- **GOAL OF THE EXERCISE**: Scale the data from the line containing "# Locate the collar" up to and including the line containing "435,267 -> 593,388": copy every line in that span, multiplying each corner coordinate in the printed results by 2.35 and rounding to whole numbers, with halves rounded up. Keep all other lines in the span unchanged.

- **DATA ENTRIES**:

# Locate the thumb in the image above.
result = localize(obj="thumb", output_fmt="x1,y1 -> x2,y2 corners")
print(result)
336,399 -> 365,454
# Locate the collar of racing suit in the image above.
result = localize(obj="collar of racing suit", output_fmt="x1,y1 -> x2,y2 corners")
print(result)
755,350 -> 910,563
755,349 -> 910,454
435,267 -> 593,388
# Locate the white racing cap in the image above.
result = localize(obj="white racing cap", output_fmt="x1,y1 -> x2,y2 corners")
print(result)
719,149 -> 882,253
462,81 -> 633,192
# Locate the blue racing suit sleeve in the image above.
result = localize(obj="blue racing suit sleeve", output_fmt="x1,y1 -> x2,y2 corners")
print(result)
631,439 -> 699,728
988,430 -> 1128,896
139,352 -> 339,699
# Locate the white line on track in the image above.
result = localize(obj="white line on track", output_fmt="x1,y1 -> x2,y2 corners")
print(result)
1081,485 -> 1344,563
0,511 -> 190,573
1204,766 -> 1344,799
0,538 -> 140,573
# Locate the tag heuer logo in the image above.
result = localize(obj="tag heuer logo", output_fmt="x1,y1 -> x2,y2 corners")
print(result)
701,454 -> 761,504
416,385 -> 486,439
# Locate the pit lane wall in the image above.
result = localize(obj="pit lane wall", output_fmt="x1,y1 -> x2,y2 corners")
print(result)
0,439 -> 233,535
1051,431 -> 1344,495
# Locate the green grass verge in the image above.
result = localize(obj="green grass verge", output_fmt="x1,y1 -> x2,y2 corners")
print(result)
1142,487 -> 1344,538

- **RESULT BELOW**:
# Locate the collar of racing suit in the image above.
result = localize(obj="collar of racing suit", output_fmt="x1,y1 -> x2,y2 corners")
print(result)
1774,823 -> 2139,1323
1774,820 -> 2139,1067
1022,627 -> 1394,912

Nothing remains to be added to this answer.